(WHAT THIS TASK INVOLVES) Output only the span of lines that begins at the line containing "task | put one marker on every instance of the dark" and ends at the last line of the data, both included, exactly as they appear.

BEGIN

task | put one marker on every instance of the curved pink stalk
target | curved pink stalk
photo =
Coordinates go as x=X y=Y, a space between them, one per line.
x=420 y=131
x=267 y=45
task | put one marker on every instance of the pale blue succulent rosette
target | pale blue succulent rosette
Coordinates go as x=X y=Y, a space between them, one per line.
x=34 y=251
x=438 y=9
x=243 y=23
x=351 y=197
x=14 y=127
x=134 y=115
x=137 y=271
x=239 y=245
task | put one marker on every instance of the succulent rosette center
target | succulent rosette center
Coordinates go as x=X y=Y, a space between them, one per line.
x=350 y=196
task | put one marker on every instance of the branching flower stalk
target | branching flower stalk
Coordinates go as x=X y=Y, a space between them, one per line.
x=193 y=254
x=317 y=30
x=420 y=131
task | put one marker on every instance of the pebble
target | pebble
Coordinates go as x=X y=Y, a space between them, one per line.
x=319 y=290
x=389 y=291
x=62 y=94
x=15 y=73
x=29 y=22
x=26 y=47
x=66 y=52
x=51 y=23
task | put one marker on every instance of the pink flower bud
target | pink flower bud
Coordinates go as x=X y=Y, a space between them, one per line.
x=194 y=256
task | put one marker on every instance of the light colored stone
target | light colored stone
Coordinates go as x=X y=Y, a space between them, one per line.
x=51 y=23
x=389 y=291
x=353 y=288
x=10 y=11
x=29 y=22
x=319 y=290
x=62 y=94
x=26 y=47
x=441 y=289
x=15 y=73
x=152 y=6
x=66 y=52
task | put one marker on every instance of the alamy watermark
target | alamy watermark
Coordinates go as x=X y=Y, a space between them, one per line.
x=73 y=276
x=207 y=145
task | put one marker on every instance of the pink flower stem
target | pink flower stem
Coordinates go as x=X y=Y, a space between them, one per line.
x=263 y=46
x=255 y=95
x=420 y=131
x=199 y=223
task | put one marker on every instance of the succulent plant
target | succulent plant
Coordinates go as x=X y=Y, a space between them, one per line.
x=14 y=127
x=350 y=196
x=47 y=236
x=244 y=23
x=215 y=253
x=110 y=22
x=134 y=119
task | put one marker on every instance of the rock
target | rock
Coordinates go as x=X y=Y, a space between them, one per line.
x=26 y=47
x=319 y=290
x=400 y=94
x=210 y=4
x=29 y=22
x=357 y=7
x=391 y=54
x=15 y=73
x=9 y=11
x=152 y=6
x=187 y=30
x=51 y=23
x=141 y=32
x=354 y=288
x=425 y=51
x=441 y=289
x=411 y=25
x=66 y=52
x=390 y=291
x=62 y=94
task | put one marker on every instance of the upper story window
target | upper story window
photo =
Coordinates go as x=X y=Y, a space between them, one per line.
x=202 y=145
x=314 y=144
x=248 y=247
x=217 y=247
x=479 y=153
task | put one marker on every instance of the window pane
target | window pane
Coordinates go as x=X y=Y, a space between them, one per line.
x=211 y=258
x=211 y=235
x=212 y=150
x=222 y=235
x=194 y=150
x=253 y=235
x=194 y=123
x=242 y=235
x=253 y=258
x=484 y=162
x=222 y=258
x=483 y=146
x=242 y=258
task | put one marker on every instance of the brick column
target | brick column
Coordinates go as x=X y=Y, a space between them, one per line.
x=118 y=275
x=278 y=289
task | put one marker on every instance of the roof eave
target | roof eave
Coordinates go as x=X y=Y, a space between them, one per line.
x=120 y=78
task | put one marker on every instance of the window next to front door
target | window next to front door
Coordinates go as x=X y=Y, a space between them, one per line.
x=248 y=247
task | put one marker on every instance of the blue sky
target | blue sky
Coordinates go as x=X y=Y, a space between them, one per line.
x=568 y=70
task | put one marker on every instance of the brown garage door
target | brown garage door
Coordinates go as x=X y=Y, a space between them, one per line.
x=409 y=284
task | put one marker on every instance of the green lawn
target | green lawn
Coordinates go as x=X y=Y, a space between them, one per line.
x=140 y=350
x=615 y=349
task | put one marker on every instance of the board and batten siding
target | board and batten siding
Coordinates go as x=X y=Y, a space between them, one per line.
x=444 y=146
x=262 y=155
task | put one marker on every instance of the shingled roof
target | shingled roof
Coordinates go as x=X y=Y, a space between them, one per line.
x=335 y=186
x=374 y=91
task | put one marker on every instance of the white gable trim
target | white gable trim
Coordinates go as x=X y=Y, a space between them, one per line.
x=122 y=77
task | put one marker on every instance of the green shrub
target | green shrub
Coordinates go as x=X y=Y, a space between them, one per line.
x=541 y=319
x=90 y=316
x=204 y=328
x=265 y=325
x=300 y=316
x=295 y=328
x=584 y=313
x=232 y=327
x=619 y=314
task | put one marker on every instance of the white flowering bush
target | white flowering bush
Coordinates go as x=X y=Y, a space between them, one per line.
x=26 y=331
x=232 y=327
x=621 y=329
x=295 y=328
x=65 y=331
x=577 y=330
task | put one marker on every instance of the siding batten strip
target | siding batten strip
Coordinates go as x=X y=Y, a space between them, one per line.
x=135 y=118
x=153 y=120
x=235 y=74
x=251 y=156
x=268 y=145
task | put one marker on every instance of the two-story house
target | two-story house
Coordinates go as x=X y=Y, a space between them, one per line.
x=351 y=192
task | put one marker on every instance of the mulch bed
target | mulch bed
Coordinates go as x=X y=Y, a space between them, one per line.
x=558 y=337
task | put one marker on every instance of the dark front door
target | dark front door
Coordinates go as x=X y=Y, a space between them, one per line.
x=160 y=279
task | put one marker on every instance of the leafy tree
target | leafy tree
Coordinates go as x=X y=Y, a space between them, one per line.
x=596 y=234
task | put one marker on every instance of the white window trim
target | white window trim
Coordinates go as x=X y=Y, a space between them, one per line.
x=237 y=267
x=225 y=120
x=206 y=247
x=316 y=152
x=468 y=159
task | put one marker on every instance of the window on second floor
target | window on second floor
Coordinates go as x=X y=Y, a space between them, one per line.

END

(WRITTEN RESPONSE)
task | put one marker on every instance of the dark front door
target | dark front door
Coordinates go as x=X y=Y, a space between them, one per line.
x=160 y=279
task | put one marker on every instance of the leafy tree
target | leafy tree
Coordinates go as x=X y=Y, a space between them, one per line.
x=596 y=234
task | put one marker on every instance of the white window trim
target | white window trim
Coordinates go as x=X y=Y, a space between them, one per line.
x=237 y=267
x=225 y=120
x=206 y=247
x=316 y=152
x=468 y=159
task | put one marker on every instance of the window on second floor
target | window on second floor
Coordinates go as x=X y=Y, a space between them, one per line.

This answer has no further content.